Re: [DISCUSS] Adding a option for planner to decide which join reorder rule to choose

yh z Tue, 10 Jan 2023 00:26:19 -0800

Hi all,

Thanks for yours reply.


After receiving your comments and making targeted modifications. The
conclusion is that the option
"table.optimizer.bushy-join-reorder-threshold" can be added. Relevant PR
[1] has been submitted. Sincerely welcome to review it. Thank you.

This discussion will be closed soon. Thanks for your comments.

[1] https://github.com/apache/flink/pull/21530

Best regards,
Yunhong Zheng

godfrey he <godfre...@gmail.com> 于2023年1月9日周一 10:26写道：

> Hi Yunhong,
>
> Thanks for driving this discuss!
>
> This option looks good to me,
> and looking forward to contributing this rule back to Apache Calcite.
>
> Best,
> Godfrey
>
>
>
> yh z <zhengyunhon...@gmail.com> 于2023年1月5日周四 15:32写道：
> >
> > Hi Benchao,
> >
> > Thanks for your reply.
> >
> > Since our existing test results are based on multiple performance
> > optimization points on the TPC-DS benchmark[1][2], we haven't separately
> > tested the performance improvement brought by new bushy join reorder
> > rule. I will complete this test recently and update the results to this
> > email.
> >
> > I am very happy to contribute to Calcite. Later, I will push the PR of
> the
> > bushy join reorder rule to Calcite.
> >
> > [1] https://issues.apache.org/jira/browse/FLINK-27583
> > [2] https://issues.apache.org/jira/browse/FLINK-29942
> >
> > Best regards,
> > Yunhong Zheng
> >
> > Benchao Li <libenc...@apache.org> 于2023年1月4日周三 19:03写道：
> >
> > > Hi Yunhong,
> > >
> > > Thanks for the updating. And introducing the new bushy join reorder
> > > algorithm would be great. And I also agree with the newly added config
> > > option "table.optimizer.bushy-join-reorder-threshold" and 12 as the
> default
> > > value.
> > >
> > >
> > > > As for optimization
> > > > latency, this is the problem to be solved by the parameters to be
> > > > introduced in this discussion. When there are many tables need to be
> > > > reordered, the optimization latency will increase greatly. But when
> the
> > > > table numbers less than the threshold, the latency is the same as the
> > > > LoptOptimizeJoinRule.
> > >
> > >
> > > This sounds great. If possible, could you share more numbers to us?
> E.g.,
> > > what's the latency of optimization when there are 11/12 tables for both
> > > approach?
> > >
> > >  For question #3: The implementation of Calcite
> MultiJoinOptimizeBushyRule
> > > > is very simple, and it will not store the intermediate results at
> all.
> > > So,
> > > > the implementation of Calcite cannot get all possible join reorder
> > > results
> > > > and it cannot combine with the current cost model to get more
> reasonable
> > > > join reorder results.

Information given:
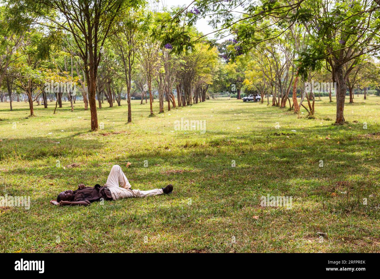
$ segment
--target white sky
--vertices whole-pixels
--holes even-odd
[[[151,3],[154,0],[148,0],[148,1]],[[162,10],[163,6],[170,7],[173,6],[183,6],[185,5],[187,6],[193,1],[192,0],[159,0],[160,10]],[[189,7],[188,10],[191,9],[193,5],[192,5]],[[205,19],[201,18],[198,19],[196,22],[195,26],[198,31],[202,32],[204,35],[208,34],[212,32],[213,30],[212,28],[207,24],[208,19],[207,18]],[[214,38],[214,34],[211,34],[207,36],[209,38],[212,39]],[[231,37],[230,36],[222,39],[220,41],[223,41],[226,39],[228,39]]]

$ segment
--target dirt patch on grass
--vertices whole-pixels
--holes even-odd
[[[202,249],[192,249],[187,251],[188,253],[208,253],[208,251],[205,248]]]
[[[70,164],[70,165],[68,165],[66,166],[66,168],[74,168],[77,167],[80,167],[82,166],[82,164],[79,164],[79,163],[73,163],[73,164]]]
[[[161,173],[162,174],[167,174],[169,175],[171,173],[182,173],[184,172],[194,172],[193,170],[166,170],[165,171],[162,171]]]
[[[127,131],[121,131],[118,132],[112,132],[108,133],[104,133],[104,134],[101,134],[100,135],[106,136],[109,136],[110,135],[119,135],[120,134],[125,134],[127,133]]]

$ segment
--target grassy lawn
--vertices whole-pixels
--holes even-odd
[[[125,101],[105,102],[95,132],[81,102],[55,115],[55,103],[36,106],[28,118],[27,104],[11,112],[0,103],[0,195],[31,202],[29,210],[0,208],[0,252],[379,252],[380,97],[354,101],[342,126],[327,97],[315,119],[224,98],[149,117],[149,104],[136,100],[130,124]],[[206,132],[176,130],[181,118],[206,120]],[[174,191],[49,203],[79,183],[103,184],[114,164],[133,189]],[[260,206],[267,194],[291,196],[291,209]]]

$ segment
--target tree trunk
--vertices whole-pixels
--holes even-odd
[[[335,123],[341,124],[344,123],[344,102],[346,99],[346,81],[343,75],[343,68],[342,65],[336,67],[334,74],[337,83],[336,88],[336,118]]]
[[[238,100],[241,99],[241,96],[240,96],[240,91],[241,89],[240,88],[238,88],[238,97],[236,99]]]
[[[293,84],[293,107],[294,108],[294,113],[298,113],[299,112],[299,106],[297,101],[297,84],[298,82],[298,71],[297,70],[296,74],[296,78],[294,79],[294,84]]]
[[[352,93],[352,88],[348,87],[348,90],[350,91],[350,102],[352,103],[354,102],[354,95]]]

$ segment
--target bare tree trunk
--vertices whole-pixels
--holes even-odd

...

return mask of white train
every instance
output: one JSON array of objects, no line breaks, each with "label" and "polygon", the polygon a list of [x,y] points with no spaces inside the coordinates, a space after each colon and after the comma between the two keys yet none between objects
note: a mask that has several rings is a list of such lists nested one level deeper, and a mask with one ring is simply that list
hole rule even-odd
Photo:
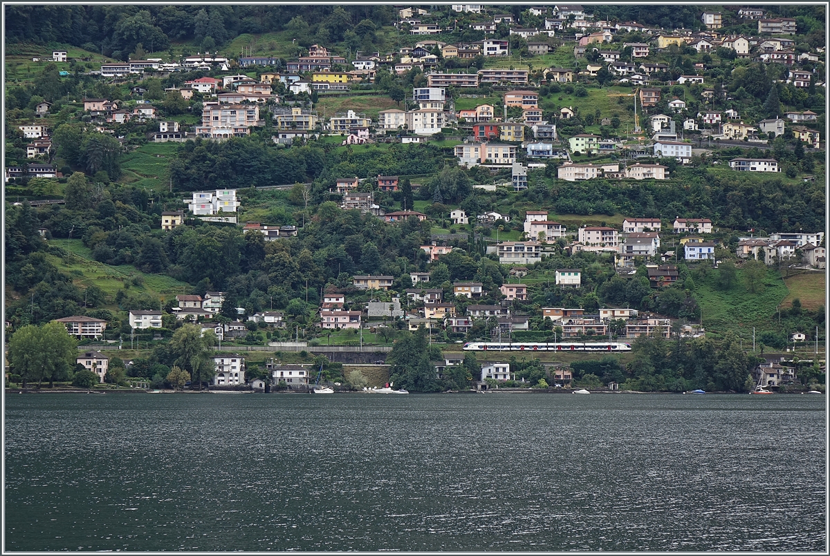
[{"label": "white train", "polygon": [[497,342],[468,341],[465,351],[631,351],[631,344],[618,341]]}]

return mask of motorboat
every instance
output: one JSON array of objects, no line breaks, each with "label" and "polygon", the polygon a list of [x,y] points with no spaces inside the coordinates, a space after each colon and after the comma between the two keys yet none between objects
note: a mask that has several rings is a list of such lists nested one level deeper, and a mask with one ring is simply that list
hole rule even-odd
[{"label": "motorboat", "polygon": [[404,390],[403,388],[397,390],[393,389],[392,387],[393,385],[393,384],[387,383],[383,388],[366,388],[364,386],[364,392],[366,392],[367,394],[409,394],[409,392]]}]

* * *

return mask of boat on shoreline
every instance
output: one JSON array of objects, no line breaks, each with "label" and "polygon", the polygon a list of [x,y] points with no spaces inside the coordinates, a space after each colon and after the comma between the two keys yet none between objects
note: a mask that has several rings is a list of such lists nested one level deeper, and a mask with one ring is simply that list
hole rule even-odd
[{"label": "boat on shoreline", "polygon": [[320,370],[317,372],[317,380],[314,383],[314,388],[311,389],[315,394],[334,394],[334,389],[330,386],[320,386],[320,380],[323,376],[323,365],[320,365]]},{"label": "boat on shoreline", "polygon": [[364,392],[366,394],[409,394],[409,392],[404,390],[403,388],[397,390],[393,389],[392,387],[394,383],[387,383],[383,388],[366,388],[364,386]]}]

What you will do:
#1 According to the join reorder thread, which option can be added?
#2 Please echo the join reorder thread between "After receiving your" and "for your comments.", inclusive.
#3 Carry on the join reorder thread from where it stops.

Outputs for the tasks:
#1 The option "table.optimizer.bushy-join-reorder-threshold".

#2
After receiving your comments and making targeted modifications. The
conclusion is that the option
"table.optimizer.bushy-join-reorder-threshold" can be added. Relevant PR
[1] has been submitted. Sincerely welcome to review it. Thank you.

This discussion will be closed soon. Thanks for your comments.

#3
> > >
> > >
> > > It's ok to do it in Flink as the first step. It would be great to also
> > > contribute it to Calcite later if possible, it depends on you.
> > >
> > > yh z <zhengyunhon...@gmail.com> 于2023年1月3日周二 15:27写道：
> > >
> > > > Hi Benchao,
> > > >
> > > > Thanks for your reply.
> > > >
> > > > Actually,  I mistakenly wrote the name "bushy join reorder" to "busy
> join
> > > > reorder". I'm sorry for the trouble bring to you. "Bushy join
> reorder"
> > > > means we can build a bushy join tree based on cost model, but now
> Flink
> > > can
> > > > only build a left-deep tree using Calcite LoptOptimizeJoinRule. I
> hope my
> > > > answers can help you solve the following questions:
> > > >
> > > > For question #1: The biggest advantage of this "bushy join reorder"
> > > > strategy over the default Flink left-deep tree strategy is that it
> can
> > > > retail all possible join reorder plans, and then select the optimal
> plan
> > > > according to the cost model. This means that the busy join reorder
> > > strategy
> > > > can be better combined with the current cost model to get more
> reasonable
> > > > join reorder results. We verified it on the TPC-DS benchmark, with
> the
> > > > spark plan as a reference, the new busy join reorder strategy can
> make
> > > more
> > > > TPC-DS query plans be adjusted to be consistent with the Spark plan,
> and
> > > > the execution time is signifcantly reduced.  As for optimization
> > > > latency, this is the problem to be solved by the parameters to be
> > > > introduced in this discussion. When there are many tables need to be
> > > > reordered, the optimization latency will increase greatly. But when
> the
> > > > table numbers less than the threshold, the latency is the same as the
> > > > LoptOptimizeJoinRule.
> > > >
> > > > For question #2: According to my research, many compute or database
> > > systems
> > > > have the "bushy join reorder" strategies based on dynamic
> programming.
> > > For
> > > > example, Spark and PostgresSql use the same strategy, and the
> threshold
> > > be
> > > > set to 12. Also, some papers, like [1] and [2], have also researched
> this
> > > > strategy, and [2] set the threshold to 14.
> > > >
> > > > For question #3: The implementation of Calcite
> MultiJoinOptimizeBushyRule
> > > > is very simple, and it will not store the intermediate results at
> all.
> > > So,
> > > > the implementation of Calcite cannot get all possible join reorder
> > > results
> > > > and it cannot combine with the current cost model to get more
> reasonable
> > > > join reorder results.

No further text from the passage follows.